◆ What is required
Carry none of the pictures over; write out the complete data exactly.

(Natural language region descriptions)
————
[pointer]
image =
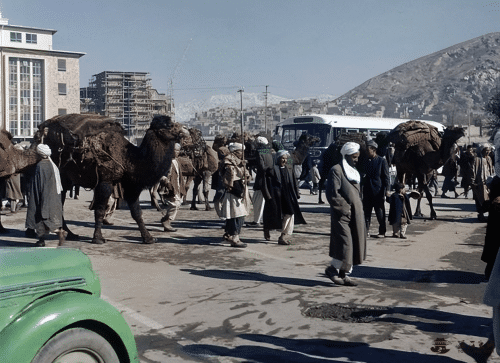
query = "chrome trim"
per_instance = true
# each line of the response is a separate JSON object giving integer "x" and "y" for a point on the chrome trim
{"x": 40, "y": 287}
————
◆ Expected output
[pointer]
image =
query = "chrome trim"
per_instance = true
# each line of the response is a separate JSON object giving integer "x" and "y" for a point on the chrome trim
{"x": 40, "y": 287}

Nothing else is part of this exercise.